→ What is needed: Can you set down the records below word for word, from the start of the records through the line that holds "column 300, row 169", both ends included?

[Data entries]
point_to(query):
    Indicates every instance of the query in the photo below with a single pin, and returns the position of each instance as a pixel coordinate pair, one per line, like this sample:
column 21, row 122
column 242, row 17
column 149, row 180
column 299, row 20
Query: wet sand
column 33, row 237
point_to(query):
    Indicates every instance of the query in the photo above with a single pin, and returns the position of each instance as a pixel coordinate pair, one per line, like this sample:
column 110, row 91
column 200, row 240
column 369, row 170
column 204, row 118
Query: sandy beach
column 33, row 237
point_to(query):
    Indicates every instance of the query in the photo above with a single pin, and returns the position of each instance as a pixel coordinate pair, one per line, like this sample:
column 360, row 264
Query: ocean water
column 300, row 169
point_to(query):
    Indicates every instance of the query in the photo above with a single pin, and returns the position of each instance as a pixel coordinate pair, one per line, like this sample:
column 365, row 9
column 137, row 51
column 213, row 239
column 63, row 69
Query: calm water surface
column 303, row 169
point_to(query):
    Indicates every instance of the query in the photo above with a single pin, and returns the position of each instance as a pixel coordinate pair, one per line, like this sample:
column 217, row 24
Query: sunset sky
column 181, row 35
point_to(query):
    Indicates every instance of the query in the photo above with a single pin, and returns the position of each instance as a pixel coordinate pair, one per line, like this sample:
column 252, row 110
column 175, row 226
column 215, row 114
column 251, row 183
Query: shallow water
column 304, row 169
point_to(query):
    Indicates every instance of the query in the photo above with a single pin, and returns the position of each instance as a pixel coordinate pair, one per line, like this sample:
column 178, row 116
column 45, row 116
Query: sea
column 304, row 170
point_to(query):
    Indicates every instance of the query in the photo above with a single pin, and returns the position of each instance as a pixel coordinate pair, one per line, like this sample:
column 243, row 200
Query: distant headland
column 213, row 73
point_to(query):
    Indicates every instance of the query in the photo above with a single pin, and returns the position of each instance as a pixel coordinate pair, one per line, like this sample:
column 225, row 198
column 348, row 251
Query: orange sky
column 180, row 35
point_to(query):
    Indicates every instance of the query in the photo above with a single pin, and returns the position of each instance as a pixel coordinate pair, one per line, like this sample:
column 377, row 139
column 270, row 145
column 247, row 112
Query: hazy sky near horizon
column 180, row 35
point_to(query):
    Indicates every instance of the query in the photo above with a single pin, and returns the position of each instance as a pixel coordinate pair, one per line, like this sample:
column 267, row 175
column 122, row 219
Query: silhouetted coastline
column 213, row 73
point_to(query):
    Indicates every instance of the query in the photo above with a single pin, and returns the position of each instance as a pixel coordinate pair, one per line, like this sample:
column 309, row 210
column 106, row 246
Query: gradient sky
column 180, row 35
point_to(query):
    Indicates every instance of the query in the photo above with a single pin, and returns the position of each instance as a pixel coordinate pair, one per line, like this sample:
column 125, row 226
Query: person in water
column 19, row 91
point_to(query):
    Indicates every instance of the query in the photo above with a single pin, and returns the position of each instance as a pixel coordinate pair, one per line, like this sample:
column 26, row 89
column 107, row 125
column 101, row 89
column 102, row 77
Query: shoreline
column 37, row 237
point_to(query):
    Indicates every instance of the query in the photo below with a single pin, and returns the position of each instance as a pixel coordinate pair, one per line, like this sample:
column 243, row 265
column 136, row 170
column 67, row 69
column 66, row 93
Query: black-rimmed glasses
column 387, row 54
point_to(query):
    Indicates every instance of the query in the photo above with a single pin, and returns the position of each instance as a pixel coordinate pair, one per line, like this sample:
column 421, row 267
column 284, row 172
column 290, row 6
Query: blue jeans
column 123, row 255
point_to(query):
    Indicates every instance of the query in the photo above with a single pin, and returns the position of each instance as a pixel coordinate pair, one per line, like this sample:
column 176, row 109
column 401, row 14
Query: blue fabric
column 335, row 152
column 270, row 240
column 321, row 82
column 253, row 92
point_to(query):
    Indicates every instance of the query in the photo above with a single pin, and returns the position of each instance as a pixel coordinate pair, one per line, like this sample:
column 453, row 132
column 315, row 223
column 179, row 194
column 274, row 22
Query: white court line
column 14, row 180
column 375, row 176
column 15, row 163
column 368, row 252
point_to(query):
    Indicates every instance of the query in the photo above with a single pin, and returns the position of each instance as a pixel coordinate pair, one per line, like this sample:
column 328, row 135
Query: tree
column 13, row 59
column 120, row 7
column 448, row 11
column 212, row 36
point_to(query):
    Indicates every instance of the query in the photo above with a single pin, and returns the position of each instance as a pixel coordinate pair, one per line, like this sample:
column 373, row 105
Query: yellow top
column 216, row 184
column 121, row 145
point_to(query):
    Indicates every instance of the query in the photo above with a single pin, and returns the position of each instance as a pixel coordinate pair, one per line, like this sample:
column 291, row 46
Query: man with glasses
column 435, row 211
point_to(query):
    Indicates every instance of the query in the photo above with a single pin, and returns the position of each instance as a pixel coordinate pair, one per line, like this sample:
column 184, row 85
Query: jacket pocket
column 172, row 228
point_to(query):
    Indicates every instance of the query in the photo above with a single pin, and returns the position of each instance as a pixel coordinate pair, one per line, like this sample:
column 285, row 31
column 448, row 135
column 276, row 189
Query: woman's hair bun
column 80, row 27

→ Correct answer:
point_to(query):
    Indicates every instance of the query in the photo below with a single pin, and returns the position of each instance as a pixel coordinate pair, one per line, like this sample:
column 21, row 122
column 242, row 17
column 149, row 180
column 299, row 20
Query: wet sand
column 33, row 237
point_to(query):
    Indicates every instance of the query in the photo above with a single pin, and returns the position of each instance as a pixel coordinate pair, one per line, like this sample:
column 110, row 91
column 200, row 240
column 369, row 170
column 204, row 118
Query: sandy beach
column 33, row 237
point_to(query):
    Indicates every instance of the query in the photo above with a single pin, and returns the position of each instance as a pixel coordinate pair, one per line, like this sample:
column 360, row 264
Query: ocean water
column 300, row 169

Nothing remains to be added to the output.